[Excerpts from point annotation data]
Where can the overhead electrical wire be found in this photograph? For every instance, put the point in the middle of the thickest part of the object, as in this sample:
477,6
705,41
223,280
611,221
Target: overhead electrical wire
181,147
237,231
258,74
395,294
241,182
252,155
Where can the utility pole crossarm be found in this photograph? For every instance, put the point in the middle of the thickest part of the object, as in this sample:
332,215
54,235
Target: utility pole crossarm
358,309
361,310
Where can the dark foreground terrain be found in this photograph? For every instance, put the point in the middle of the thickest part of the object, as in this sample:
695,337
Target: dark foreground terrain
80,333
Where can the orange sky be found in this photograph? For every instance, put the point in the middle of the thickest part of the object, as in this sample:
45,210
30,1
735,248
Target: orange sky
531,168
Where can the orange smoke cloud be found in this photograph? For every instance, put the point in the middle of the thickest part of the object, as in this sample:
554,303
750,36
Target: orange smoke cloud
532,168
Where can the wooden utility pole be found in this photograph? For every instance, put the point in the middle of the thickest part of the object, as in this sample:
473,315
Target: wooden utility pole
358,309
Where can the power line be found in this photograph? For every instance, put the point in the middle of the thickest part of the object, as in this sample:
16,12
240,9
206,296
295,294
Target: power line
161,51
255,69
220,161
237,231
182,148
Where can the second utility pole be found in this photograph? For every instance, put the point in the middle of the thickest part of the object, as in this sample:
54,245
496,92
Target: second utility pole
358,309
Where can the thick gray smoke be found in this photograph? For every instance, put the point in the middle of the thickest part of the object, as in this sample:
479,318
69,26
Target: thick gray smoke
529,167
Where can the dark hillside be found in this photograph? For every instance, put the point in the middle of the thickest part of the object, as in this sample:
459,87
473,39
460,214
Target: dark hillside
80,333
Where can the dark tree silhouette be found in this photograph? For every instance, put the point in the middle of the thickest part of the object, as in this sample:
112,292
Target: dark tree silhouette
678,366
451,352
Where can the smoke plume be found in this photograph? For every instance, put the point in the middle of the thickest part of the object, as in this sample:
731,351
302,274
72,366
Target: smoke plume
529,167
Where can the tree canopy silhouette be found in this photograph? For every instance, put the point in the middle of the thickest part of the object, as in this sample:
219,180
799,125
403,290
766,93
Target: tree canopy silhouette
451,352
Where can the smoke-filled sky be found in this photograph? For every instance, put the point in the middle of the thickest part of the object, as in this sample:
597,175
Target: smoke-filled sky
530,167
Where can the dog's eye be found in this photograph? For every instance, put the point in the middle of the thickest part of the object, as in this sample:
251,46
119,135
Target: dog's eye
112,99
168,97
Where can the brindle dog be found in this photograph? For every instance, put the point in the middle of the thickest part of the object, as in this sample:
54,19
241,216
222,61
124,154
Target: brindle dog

## EXERCISE DETAILS
Print all of the entries above again word for word, without changing anything.

## RESULT OF THIS TASK
Where can the overhead electrical wire be found in this photograph? For every instance, put the point in the middle of the thickest part of the object, as in this sample:
477,6
705,41
223,280
611,221
Target: overhead electrical wire
181,147
237,231
258,74
395,294
241,182
252,155
Where can the utility pole crossarm be found in this photograph? For every instance, put the point in the middle of the thickest part of the object, as in this sample:
332,215
54,235
Target: utility pole crossarm
358,309
361,310
Where can the dark foreground terrain be found in this photograph? For every instance, put the point in the middle of the thickest part of the object, as in this sample:
695,337
Target: dark foreground terrain
80,333
Where can the orange sky be found in this photograph? For every instance, put the point in the middle of the thickest part of the object, as in this sample:
45,210
30,1
735,248
Target: orange sky
531,168
Where can the orange smoke cloud be found in this photograph? For every instance, put the point in the middle of the thickest part of the object, as in this sample:
554,303
750,36
Target: orange smoke cloud
532,168
Where can the wooden utility pole be found in this photograph? For every instance, put the point in the middle of the thickest part of the object, as in this sample:
473,315
Target: wooden utility pole
358,309
Where can the power line be found in this photograph? For every instance, put the point in the middle of the thickest part of the object, as in this sample:
16,12
240,9
206,296
295,294
Target: power line
161,51
255,69
220,161
237,231
182,148
Where can the second utility pole be found in this photograph? For every instance, put the point in the middle of the thickest part of the object, as in this sample:
54,245
496,92
Target: second utility pole
358,309
Where can the thick gray smoke be found in this photograph? For every instance, put the point in the middle of the thickest part of the object, as in this sample:
479,318
69,26
Target: thick gray smoke
529,167
Where can the dark hillside be found in this photograph? For every instance, put the point in the middle of the thickest part of the object, as in this sample:
459,87
473,39
460,214
Target: dark hillside
80,333
Where can the dark tree silhouette be found in this photograph? For every instance, put the point in the middle of the thickest part of the object, as in this sample:
112,292
Target: dark tree silhouette
678,366
451,352
Where can the smoke plume be found in this photograph? For every instance, put the point in the middle of the thickest part of the object, as in this sample:
731,351
302,274
72,366
Target: smoke plume
529,167
Where can the tree canopy silhouette be found in this photograph? For every instance, put the point in the middle of the thickest part of the object, as in this sample:
219,180
799,125
403,290
766,93
Target: tree canopy silhouette
451,352
Where can the smoke-filled sky be found in this photograph? For every instance, put the point in the middle of the thickest part of the object, as in this sample:
597,175
Target: smoke-filled sky
530,167
Where can the dog's eye be found in this photograph? For every instance, put the point in the middle of the thickest part of the object, as in this sample:
251,46
119,135
Target: dog's eye
112,99
168,97
Where can the brindle dog be found in this photograph? For every instance, put the point in the middle of the thickest part of the object, as in this sample:
54,19
241,216
222,61
124,154
Target: brindle dog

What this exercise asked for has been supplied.